* _REQUIREMENTS_:
A: In the baseball card write-ups, what team is listed for Roger McDowell?
B: Continue the baseball card write-ups from the point where the text ends.

* _DOCUMENT SECTION_:
_____
The moral of the story: Rookie hazing is awesome.


Kevin Brown, Ben Davis, Bobby Estalella, 1997 Topps

Names: Kevin Brown, Ben Davis, Bobby Estalella
Teams: Texas Rangers, San Diego Padres, Philadelphia Phillies
Positions: Catcher x 3
Value of card: Jack squat
Key 1996 stat: Nothing key about these guys
Three burgeoning backstops, one Matchup:

Round 1: Most appropriate use of catcher's mask (Winner: Tie — nobody)
Round 2: Prettiness (Winner: Davis)
Round 3: Squatting (Winner: Estalella)
Round 4: Sharing a name with an actual, modern-day major leaguer (Winner: Brown)
Round 5: Bulge (Winner: Brown)
Round 6: Ability to pose in front of chain-link fence (Winner: Tie — Davis and Estalella)
Round 7: Being destined for a good baseball career (Winner: Tie — nobody)

Final score: Brown 2, Davis 1, Estalella 1 (3 ties)

Summary: Kevin Brown claims a victory despite only going 2 for 10. Then again, that's pretty good for these three bums.


John Russell, 1987 Topps

Name: John Russell
Team: Philadelphia Phillies
Position: Catcher
Value of card: Titillation
Key 1986 stat: One indecent exposure charge
Hey there, sailor: John Russell was not very good at baseball. In 10 major league seasons, he clubbed just 34 home runs and batted .225. But 1986 was a year to remember for the young backstop. He hit 13 taters, drove in 60 runs and invented what would be called the game's most distracting defensive maneuver until Rick Wilkins unveiled his crotch-block in 1991. During big at-bats, Russell would take his stance behind the plate and then slowly strip off his mask, chest protector, shin guards, uniform and undershirt. Batters, in awe of Russell's rug of chest hair and oversize jock strap, would flail away, finding it difficult to pick up the ball out of the pitcher's hand when they could hardly look away from the pair just below their elbows. MLB banned Russell's burly burlesque act the next year, and the catcher would play just 235 games over the next seven seasons.



Roger McDowell, 1988 Donruss Baseball's Best

Name: Roger McDowell
Team: New York Mets
Position: Closer, jerk
Value of card: Jack squat
Key 1987 stat: 129,031 insults of teammates
Catching heat: Roger McDowell must have majored in being a jerk at Lasorda University. When Donruss came around to take its photos for its 1988 set, McDowell stole one of catcher Gary Carter's mitts and promptly took a squat. "Hey guys, look at me! I'm Gary Carter. Did you guys know I only batted .235 last year? And that I'm fat and slow and stupid?" McDowell went on, saying unfortunate things about Carter's wife and questioning his masculinity in about 20 different ways. The cameramen were uncomfortable, but not as uncomfortable as McDowell after an irate Carter ran over and stretched the mitt over the closer's face.
_____
* _RECORDS_:
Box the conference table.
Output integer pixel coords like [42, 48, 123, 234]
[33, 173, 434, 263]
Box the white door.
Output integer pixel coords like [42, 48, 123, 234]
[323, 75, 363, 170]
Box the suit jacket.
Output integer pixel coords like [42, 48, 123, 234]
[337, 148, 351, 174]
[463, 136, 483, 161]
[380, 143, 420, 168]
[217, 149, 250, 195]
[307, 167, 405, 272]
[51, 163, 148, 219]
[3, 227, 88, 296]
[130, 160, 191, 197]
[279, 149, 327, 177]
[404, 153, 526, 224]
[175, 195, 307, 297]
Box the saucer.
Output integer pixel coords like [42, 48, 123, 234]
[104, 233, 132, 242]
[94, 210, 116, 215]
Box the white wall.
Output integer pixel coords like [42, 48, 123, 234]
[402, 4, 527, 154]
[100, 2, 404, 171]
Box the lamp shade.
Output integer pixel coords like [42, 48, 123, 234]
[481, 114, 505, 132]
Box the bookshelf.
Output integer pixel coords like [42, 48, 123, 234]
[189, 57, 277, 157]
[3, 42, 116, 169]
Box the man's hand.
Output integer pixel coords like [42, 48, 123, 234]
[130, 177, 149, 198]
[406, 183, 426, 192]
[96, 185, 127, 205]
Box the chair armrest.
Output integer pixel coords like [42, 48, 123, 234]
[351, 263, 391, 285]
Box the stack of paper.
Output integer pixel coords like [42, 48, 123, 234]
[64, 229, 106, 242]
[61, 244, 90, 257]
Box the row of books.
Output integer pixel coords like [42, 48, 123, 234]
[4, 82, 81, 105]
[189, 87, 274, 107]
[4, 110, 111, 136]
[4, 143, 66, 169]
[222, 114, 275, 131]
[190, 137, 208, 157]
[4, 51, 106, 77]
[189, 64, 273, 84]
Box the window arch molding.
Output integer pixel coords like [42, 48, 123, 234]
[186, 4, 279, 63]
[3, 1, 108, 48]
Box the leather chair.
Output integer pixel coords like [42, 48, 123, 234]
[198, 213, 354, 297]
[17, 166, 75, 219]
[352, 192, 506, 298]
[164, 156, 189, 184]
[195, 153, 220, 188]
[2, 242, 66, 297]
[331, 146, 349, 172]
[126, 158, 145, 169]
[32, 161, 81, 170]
_____
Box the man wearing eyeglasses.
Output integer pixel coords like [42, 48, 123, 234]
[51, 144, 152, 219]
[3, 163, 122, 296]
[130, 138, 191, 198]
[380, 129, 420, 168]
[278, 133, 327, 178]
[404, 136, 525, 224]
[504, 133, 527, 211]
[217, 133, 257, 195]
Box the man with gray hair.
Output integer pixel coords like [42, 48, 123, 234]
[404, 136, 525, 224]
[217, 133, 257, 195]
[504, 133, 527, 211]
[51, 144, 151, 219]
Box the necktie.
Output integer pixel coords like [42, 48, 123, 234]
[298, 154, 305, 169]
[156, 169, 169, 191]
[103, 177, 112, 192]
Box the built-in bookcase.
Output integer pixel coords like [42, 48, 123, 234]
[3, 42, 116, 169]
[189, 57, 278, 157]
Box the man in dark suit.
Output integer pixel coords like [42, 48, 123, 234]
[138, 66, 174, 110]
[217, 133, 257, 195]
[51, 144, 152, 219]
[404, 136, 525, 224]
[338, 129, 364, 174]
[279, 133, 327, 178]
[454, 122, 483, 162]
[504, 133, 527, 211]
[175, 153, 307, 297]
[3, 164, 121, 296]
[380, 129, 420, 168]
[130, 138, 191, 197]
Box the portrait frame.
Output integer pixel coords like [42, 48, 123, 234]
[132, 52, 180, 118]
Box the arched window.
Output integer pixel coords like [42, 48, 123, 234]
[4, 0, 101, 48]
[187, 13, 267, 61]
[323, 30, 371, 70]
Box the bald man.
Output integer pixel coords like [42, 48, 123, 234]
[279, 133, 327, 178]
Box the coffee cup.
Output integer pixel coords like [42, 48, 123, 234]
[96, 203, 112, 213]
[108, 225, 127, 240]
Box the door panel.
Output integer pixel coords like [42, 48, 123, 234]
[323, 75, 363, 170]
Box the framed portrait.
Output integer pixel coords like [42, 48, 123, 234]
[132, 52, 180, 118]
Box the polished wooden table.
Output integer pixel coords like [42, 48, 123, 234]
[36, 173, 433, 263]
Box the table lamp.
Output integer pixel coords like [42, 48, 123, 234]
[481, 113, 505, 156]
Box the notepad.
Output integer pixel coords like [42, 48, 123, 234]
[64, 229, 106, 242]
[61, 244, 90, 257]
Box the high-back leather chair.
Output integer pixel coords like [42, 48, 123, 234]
_____
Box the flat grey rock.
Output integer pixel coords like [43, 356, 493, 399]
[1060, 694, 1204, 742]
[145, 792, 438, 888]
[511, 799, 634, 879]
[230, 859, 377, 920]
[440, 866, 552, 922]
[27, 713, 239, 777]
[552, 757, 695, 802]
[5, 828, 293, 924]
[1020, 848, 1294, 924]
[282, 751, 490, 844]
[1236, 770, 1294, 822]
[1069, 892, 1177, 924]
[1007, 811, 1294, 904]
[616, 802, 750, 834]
_____
* _PER-TASK OUTPUTS_:
A: New York Mets

B:
Billy Ripken, 1992 Upper Deck

Name: Billy Ripken
Team: Baltimore Orioles
Positions: Second base, Camera No. 2
Value of card: Payback is priceless
Key 1991 stat: 4.3 megapixels
Turnabout is foul play: Billy Ripken had been planning his revenge for two years. In 1989, he was the butt of the most renowned practical joke in sports card history, infuriating him and his legendary baseball family. Fans of all stripes had spent two years calling him a name that rhymes with "Thuck Face" after a mischievous Fleer photographer wrote the words on the knob of his bat and the card made it into thousands of homes and the collections of countless gleeful children. Ripken channeled his anger into a plan meant to embarrass all sports card photographers to the extent of humiliation he had felt when his Fleer card debuted in 1990. Ripken spent months working on a powerful camera with a lens the size of a watermelon and a zoom that could pierce thin walls and textiles. With the help of a forklift, he brought his giant camera, which he dubbed the "(Expletive) Face 3,000," to early season games in 1991 when sports cards photographers were sure to be shooting. Instead of taking batting practice or fielding ground balls, Ripken aimed his massive lens at the photographers, hoping to catch them unawares in compromising situations. Alas, Ripken wasn't much of a photographer, and because he couldn't lift the camera without the help of a crane he was immobile and unable to follow the shutterbugs. He spent hours focused, one eye closed, the other scanning for his shot, but he never snapped a photo he could use as payback. But his focus and immobility did give his nemesis, the Fleer photographer, the last laugh: After hours behind the camera, Ripken played a game in 1991 with a sign taped to his back that read, "It says (expletive) face on my knob."



Chili Davis, 1993 Fleer

Name: Chili Davis
Team: Minnesota Twins
Position: Designated hitter
Value of card: One bowl of chili
Key 1992 stat: 72 cases of heartburn
Pop quiz time:

Why is Chili Davis squatting like that?

A) He's reliving the rape shower he took that morning
B) He's beatboxing like a sucka MC
C) He's coughing up blood after being impaled in the chest by a broken bat
D) He's a designated hitter. What else is he supposed to do? Play defense?
E) Two words: Chili burps


Dan Walters, 1993 Fleer

Name: Dan Walters
Team: San Diego Padres
Position: Catcher
Value of card: This much (hold hands 2 inches apart)
Key 1992 stat: 418 straight minutes squatting
10 things the photographer could have said to make Walters pose this way:
10) "OK, let's make sure your junk is on display for the kiddies."
9) "Because you're a baseball player, pretend like you're about to catch a football."
8) "Show me those gaps between your teeth, tiger."
7) "Try to look as unathletic as possible."
6) "Act like you're approaching a pretty lady at the bar."
5) "Those are radical armbands, dude. We should show them off."
4) "Demonstrate how never to catch a baseball."
3) "Let's role play: Pretend you're a midget at a nudist colony."
2) "Show me on one hand how many hits you had last season."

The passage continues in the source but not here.